* [Text shown]
The Lamini On-Demand allows a maximum of GPUs and nodes based on our server availability. If you are on Lamini Reserved or Self-managed, you can specify any number of GPUs and nodes within your provisioned cluster size. Your job will be queued until the requested number of GPUs and nodes is available.
If the required GPUs and nodes are not available, the configuration defaults to the system limit, and the job is queued until the resources become available. When using multiple nodes, specify the number of GPUs required per node.
Examples:
gpu_config = {"gpus": 8, "nodes": 1} # total 8 GPUs
gpu_config = {"gpus": 8, "nodes": 2} # total 16 GPUs
gpu_config = {"gpus": 4, "nodes": 2} # total 8 GPUs
gpu_config = {"gpus": 9, "nodes": 1} # error, assuming max GPUs per node is 8
data_or_dataset_id
- data_or_dataset_id (JSONL or CSV file or dataset ID of an already uploaded dataset, required)
- Default: no default
- Specifies the dataset to use for the tuning job.

* [Set of tasks]
1. Repeat the portion of the Lamini documentation between "If the required" and "required per node.", inclusive.
2. Condense the paragraph of the Lamini documentation that begins "The Lamini On-Demand allows" into a bulleted list that keeps its main facts.

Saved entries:
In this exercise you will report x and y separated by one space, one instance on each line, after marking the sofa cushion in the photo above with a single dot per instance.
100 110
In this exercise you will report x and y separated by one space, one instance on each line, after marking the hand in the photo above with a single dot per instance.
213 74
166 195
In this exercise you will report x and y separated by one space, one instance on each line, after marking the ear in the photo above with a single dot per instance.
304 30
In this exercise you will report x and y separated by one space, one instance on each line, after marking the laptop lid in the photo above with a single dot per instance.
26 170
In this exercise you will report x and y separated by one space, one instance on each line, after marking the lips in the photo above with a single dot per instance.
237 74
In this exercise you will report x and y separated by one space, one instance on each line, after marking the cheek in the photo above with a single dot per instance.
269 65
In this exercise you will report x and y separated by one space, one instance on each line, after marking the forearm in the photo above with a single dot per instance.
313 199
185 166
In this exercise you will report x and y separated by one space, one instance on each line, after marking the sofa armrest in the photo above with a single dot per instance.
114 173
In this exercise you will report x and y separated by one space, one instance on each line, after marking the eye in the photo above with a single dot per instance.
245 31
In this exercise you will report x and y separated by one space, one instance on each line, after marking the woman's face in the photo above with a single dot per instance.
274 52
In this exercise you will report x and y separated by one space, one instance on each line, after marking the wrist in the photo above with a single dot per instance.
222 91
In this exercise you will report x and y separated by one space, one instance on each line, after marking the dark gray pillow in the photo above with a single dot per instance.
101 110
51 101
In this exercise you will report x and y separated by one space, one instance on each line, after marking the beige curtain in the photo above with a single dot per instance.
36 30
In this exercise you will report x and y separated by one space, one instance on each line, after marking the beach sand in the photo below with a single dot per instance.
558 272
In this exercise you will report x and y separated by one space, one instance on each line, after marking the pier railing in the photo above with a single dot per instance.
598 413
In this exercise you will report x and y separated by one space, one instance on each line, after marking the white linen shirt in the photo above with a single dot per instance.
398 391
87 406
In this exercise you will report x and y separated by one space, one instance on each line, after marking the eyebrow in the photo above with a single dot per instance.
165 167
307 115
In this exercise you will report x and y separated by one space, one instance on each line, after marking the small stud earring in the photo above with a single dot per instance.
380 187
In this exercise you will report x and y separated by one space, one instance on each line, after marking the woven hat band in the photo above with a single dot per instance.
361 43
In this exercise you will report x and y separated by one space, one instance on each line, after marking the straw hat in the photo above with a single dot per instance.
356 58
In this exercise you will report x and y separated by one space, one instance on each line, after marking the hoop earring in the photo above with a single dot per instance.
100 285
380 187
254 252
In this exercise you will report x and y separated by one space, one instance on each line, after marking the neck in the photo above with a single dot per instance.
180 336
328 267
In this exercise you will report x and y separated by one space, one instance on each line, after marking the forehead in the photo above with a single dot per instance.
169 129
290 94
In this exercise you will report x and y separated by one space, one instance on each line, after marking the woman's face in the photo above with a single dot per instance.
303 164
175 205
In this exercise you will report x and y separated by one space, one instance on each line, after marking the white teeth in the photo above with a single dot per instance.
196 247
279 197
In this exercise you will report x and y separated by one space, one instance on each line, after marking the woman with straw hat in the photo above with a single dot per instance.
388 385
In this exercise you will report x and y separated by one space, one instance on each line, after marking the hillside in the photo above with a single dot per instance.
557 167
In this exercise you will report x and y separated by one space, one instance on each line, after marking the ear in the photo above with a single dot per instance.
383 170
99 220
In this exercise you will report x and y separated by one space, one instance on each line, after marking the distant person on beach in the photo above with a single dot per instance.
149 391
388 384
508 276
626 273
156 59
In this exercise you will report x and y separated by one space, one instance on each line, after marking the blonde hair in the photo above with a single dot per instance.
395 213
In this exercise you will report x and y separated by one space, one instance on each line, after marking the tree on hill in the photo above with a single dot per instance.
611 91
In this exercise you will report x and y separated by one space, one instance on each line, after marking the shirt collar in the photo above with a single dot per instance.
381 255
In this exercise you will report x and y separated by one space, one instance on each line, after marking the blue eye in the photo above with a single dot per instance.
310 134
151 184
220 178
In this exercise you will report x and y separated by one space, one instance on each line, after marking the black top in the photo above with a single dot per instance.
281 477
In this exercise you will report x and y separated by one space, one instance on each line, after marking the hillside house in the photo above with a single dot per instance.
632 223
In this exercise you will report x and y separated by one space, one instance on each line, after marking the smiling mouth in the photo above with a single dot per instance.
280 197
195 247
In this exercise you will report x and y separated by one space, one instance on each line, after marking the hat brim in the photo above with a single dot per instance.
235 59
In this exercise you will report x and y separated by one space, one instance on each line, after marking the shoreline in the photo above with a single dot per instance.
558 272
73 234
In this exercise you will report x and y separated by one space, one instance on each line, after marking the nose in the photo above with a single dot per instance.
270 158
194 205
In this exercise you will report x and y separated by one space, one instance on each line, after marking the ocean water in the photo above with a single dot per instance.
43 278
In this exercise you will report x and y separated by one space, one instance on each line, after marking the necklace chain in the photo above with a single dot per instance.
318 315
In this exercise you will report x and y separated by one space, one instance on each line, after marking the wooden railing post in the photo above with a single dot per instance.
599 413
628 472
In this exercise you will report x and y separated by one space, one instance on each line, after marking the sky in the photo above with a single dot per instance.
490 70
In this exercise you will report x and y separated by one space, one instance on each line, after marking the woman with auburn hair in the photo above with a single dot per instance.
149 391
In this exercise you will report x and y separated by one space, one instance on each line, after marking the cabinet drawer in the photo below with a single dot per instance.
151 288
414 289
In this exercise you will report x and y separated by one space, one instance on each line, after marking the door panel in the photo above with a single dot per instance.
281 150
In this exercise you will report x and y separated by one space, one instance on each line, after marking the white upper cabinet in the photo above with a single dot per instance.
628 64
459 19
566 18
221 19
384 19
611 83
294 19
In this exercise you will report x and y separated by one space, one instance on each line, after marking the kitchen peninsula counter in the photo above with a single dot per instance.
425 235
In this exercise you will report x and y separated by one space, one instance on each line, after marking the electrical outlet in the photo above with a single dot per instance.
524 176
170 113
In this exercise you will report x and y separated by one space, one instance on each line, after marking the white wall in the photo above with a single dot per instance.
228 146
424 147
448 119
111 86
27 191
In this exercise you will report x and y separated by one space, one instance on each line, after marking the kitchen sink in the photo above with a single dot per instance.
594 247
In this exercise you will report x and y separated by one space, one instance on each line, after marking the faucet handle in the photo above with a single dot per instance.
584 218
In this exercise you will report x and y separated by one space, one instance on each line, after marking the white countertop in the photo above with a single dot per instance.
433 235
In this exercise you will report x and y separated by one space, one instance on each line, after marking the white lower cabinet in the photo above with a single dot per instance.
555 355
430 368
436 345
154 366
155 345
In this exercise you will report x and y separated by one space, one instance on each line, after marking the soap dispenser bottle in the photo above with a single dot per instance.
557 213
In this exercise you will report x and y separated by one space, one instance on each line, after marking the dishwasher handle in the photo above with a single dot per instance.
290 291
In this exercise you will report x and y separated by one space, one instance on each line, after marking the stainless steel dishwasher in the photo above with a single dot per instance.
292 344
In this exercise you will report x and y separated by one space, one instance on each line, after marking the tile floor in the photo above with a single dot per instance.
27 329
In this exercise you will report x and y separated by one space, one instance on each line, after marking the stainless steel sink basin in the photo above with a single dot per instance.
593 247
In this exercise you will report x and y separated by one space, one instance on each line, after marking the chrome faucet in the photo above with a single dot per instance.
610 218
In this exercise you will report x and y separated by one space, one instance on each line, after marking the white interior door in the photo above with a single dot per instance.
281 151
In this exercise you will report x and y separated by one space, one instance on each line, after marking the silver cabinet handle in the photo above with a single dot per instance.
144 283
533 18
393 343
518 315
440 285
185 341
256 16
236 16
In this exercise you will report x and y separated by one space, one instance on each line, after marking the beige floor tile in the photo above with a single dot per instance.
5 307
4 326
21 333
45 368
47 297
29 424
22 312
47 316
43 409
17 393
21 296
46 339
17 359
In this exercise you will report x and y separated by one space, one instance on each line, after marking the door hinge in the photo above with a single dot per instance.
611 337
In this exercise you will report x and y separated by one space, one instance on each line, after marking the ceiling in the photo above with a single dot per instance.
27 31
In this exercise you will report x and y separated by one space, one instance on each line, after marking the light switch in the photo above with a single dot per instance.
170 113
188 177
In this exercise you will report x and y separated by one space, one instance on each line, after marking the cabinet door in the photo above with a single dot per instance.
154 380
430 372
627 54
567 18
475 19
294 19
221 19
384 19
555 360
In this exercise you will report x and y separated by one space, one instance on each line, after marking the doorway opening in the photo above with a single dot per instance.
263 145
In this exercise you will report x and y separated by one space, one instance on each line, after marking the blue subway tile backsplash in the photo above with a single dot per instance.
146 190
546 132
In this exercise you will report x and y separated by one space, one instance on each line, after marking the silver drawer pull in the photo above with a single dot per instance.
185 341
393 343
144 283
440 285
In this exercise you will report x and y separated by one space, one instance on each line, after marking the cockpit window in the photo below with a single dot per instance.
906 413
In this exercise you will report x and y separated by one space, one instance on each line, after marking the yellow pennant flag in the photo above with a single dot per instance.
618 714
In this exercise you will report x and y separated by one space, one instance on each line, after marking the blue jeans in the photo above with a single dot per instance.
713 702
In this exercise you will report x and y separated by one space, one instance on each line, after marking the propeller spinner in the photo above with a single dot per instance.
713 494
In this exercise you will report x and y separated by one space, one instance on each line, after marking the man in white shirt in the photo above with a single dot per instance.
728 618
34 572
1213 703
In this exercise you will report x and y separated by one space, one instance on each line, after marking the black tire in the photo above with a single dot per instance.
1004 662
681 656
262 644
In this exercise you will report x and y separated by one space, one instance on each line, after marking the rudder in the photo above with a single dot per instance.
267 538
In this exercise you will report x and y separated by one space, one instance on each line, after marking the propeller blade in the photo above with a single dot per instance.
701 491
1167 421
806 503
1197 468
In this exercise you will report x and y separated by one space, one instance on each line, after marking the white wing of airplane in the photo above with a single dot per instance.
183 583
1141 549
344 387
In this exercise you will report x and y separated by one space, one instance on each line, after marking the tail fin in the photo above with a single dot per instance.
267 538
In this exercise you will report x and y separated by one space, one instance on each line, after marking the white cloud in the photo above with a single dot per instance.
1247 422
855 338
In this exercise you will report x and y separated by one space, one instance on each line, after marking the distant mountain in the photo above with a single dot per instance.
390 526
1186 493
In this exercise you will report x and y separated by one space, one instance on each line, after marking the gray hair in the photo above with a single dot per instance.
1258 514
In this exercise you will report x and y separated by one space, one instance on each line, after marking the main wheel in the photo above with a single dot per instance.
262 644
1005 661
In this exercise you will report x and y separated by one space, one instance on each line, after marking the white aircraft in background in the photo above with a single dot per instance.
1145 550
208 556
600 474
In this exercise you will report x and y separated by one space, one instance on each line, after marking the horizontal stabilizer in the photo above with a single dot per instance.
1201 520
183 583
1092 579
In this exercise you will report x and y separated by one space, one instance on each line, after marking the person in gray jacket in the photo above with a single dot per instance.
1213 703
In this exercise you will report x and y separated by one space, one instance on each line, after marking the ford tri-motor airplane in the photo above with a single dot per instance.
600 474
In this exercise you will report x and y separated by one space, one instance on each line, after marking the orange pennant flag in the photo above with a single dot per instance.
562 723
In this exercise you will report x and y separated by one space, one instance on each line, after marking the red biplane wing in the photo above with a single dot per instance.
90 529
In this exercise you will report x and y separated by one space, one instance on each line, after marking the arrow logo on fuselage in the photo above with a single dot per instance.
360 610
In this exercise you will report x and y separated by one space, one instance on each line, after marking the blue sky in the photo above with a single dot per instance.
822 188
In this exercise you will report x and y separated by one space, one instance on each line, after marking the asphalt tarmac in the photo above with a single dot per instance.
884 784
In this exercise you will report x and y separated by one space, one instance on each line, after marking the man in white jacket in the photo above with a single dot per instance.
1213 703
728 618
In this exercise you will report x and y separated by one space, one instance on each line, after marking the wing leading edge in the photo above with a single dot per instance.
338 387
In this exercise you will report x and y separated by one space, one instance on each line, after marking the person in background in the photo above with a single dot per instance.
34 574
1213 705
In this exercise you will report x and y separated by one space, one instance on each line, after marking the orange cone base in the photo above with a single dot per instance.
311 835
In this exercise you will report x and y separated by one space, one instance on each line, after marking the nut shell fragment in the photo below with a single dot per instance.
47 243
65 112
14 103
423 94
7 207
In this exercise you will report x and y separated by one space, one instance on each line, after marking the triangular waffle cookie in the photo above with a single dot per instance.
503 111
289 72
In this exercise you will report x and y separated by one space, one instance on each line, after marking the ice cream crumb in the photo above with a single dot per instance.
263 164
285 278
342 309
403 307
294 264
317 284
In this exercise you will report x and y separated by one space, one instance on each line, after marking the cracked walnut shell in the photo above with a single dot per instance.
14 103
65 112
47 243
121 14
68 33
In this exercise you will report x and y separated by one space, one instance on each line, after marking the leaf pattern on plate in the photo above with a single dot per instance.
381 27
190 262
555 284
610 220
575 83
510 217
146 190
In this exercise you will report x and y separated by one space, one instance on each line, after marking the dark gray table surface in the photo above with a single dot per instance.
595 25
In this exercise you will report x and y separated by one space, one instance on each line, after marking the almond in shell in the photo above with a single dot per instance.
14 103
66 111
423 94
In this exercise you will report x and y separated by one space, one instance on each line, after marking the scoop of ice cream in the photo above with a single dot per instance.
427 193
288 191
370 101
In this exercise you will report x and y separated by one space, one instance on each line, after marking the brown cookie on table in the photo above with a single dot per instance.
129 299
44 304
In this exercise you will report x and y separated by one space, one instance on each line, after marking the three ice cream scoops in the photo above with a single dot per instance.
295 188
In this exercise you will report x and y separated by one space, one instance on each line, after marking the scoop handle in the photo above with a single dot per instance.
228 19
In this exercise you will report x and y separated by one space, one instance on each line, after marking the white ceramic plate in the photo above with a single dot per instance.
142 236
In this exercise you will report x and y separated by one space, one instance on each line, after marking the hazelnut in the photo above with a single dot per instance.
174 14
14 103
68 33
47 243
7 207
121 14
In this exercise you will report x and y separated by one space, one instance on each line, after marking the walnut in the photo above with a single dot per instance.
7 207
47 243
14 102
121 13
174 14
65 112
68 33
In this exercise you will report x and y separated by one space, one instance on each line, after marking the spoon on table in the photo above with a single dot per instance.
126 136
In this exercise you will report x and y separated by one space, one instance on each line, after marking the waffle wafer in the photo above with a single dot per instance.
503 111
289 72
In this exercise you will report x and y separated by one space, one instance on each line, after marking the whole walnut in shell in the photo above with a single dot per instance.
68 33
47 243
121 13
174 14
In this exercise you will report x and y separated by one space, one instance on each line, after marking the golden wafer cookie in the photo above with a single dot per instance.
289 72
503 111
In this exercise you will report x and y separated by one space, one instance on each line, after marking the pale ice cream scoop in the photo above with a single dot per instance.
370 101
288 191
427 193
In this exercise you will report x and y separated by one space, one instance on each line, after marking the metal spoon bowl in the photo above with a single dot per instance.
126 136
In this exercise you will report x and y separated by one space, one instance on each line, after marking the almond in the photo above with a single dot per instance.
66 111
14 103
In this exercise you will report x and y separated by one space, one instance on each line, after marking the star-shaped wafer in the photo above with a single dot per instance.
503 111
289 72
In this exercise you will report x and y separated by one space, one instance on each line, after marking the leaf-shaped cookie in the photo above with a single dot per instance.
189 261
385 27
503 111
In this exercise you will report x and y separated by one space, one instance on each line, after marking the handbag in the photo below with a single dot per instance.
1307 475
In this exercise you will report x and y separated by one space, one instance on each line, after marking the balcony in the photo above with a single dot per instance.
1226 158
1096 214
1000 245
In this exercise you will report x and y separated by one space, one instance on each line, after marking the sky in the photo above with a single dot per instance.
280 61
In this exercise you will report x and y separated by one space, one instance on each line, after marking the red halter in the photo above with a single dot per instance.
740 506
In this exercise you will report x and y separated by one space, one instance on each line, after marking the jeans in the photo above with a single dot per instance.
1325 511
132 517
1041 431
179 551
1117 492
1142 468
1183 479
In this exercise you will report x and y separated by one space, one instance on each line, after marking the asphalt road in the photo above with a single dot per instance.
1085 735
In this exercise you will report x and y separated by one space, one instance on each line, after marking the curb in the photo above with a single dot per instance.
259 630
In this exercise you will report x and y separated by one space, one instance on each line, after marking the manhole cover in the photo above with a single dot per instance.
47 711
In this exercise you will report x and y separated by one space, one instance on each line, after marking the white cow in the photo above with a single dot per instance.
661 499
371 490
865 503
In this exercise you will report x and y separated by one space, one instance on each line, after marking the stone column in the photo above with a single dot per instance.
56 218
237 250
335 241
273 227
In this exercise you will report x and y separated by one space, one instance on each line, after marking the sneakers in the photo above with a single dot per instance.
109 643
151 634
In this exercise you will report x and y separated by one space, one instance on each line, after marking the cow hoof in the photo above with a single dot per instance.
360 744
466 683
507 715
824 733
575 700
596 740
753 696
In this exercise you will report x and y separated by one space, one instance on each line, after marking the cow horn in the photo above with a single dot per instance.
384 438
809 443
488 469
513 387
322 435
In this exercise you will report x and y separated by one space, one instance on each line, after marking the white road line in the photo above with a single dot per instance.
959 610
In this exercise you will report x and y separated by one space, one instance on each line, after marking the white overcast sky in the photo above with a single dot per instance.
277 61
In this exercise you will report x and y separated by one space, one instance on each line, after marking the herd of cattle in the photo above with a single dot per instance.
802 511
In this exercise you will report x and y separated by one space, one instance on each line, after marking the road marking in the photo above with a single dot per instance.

* [Solved problems]
1.
If the required GPUs and nodes are not available, the configuration defaults to the system limit, and the job is queued until the resources become available. When using multiple nodes, specify the number of GPUs required per node.

2.
- Lamini On-Demand allows a maximum number of GPUs and nodes based on server availability.
- On Lamini Reserved or Self-managed, any number of GPUs and nodes within the provisioned cluster size can be specified.
- The job is queued until the requested number of GPUs and nodes is available.